--- Start of Information provided ---

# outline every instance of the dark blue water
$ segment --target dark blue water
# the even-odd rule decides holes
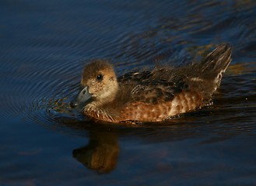
[[[256,184],[254,1],[0,2],[0,185]],[[70,108],[83,66],[183,64],[219,43],[214,105],[139,127]]]

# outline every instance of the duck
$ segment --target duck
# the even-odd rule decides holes
[[[158,67],[117,77],[105,60],[85,66],[72,108],[94,121],[158,122],[209,105],[231,62],[231,47],[216,46],[199,62]]]

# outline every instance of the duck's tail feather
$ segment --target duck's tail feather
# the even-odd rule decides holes
[[[202,72],[216,74],[223,73],[230,62],[231,47],[226,44],[220,45],[202,60]]]
[[[203,79],[214,79],[216,89],[220,84],[223,74],[231,62],[231,47],[226,44],[217,46],[199,64]]]

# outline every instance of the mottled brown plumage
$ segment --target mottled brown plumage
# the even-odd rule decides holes
[[[200,63],[117,78],[107,61],[94,60],[83,71],[75,105],[82,105],[83,114],[96,120],[163,121],[209,104],[230,61],[230,47],[222,45]]]

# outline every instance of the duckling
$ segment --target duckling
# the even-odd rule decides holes
[[[230,62],[231,48],[221,45],[199,63],[117,78],[111,64],[95,60],[85,67],[71,105],[94,120],[162,122],[209,105]]]

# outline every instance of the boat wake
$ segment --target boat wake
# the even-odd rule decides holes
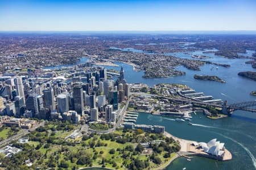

--- End of Information provided ---

Job — Copy out all the rows above word for word, leaving out the pictures.

Task output —
# outline every instance of the dark blue water
$ segment --target dark blue water
# the even-odd rule decides holes
[[[256,184],[254,1],[0,2],[0,185]],[[70,108],[83,66],[183,64],[219,43],[214,105],[139,127]]]

# outline every instance of the duck
$ segment --target duck
# the even-odd rule decides holes
[[[158,67],[117,77],[105,60],[85,66],[72,108],[94,121],[158,122],[209,105],[231,62],[231,47],[216,46],[199,62]]]

# outline every instance of the duck's tail feather
$ segment --target duck's tail feather
# the even-odd rule decides holes
[[[202,72],[216,74],[223,73],[230,62],[231,47],[226,44],[220,45],[202,60]]]
[[[203,79],[214,79],[216,89],[220,84],[223,74],[231,62],[231,47],[226,44],[217,46],[199,64]]]

# outline every instance of the mottled brown plumage
$ segment --target mottled brown plumage
# the even-odd rule decides holes
[[[200,63],[117,78],[107,61],[94,60],[83,71],[75,105],[82,105],[83,114],[96,120],[163,121],[209,104],[230,61],[230,47],[222,45]]]

# outline every instance of the duckling
$ segment --target duckling
# the even-odd rule decides holes
[[[230,62],[231,48],[221,45],[199,63],[117,78],[111,64],[95,60],[85,67],[71,105],[94,120],[162,122],[209,105]]]

# outline every instance of the boat wake
$ segment --target boat wake
# the even-odd rule decides holes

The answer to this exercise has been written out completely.